The DX6i is Spektrum's lowest cost  transmitter with a digital mixing interface at around £135. There is the Spektrum DX5e at about £90, which is Spektrum's cheapest DSM 2 transmitter. This uses the  traditional array of front mounted switches to do the mixing. As a result it is cheaper and works perfectly well but for fine tuning the handling of the robot and full freedom over what controls what on the transmitter the DX6i is best.


The batteries are still posing a problem but I know that I want 2x 7.2v Nicad battery packs to run in parallel giving me 14.4 volts. I want the 14.4 volts to run the 4x RE 540/1 Metal Gearbox 50:1 motors. These operate at between 6v and 16v and draw around 0.2 amps each when loaded.


The wheels are currently 4x Treaded Rubber 101mm dia Wheels PK 2. I have yet to figure out how to attach them to the motors (I am going for a direct attachment onto the output shat as the motor incorporates its own gear box)


I have been quite lucky with the chassis. My university was replacing a load of old science lab desks. I got in there quick enough to ask them to give me two before they went off to the scrap-heap. The result is a 30mm, with 1.5mm wall thickness steel box section chassis which is very strong.
══════
*REQUIRED TASK 1*. Retype the passage of the robot-building text starting with "The batteries are" and going on through "own gear box)".
*REQUIRED TASK 2*.
Answer these questions using the robot-building text:
(a) Roughly how much does the DX6i cost?
(b) What is the diameter of the wheels?
(c) What is the wall thickness of the steel box section chassis?
*REQUIRED TASK 3*. Carry on the robot-building text from where it stops.

*Excerpts from segmentation records*.
══════
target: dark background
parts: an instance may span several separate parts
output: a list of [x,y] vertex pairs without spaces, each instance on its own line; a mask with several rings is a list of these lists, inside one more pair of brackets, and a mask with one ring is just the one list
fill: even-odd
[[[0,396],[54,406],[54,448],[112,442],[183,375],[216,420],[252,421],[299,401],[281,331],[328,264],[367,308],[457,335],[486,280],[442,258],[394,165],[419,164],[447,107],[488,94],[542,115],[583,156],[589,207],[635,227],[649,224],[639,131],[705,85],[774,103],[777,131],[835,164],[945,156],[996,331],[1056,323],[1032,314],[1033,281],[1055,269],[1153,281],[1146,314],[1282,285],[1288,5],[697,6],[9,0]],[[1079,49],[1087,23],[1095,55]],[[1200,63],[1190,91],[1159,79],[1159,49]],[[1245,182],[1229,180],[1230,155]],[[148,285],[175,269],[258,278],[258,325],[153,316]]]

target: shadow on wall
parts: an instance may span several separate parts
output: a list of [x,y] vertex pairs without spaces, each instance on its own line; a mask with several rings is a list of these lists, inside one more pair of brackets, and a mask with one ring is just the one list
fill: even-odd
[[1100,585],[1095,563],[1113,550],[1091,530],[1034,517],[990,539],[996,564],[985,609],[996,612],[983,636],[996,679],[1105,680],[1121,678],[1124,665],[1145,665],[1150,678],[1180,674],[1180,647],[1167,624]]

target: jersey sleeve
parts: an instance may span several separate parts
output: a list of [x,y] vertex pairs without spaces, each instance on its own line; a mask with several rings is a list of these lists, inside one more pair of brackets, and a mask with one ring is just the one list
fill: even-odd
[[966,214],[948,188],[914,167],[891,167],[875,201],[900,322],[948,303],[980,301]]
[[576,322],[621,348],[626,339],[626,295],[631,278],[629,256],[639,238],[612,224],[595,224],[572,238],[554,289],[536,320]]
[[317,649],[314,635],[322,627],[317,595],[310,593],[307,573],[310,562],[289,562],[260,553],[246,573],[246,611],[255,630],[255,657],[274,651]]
══════
*ANSWER 1*.
The batteries are still posing a problem but I know that I want 2x 7.2v Nicad battery packs to run in parallel giving me 14.4 volts. I want the 14.4 volts to run the 4x RE 540/1 Metal Gearbox 50:1 motors. These operate at between 6v and 16v and draw around 0.2 amps each when loaded.


The wheels are currently 4x Treaded Rubber 101mm dia Wheels PK 2. I have yet to figure out how to attach them to the motors (I am going for a direct attachment onto the output shat as the motor incorporates its own gear box)

*ANSWER 2*.
(a) Around £135.
(b) 101mm.
(c) 1.5mm.

*ANSWER 3*.
I also brought 3 Battle Switch relays to control each side of the robots drive train and the weapon. (Have now gone for a modified version of the 2nd Flipper/Spinner robot, without a flipper)


It seems right to tell you at this point how much this has all cost...


Just under £300.


If you go for the DX5e that drops to nearer £250 but its still a lot of money.


And now the crushing blow to my hopes. After talking it over with some electronics friends at university out turns out that the relays are all but useless to drive the robot. I can use one for the weapon but unless want the robot to 'handle worse than a school bus' I would need to by some kind of speed controller.


So today it has all ground to a halt once more until I can find a suitable pair of speed controler's.

Wednesday, 18 May 2011

1.1 Robotic Concepts and Robotic Indecision

As I have just said, nothing is ever as simple as it seems and even thinking about building a combat robot is hard enough on its own.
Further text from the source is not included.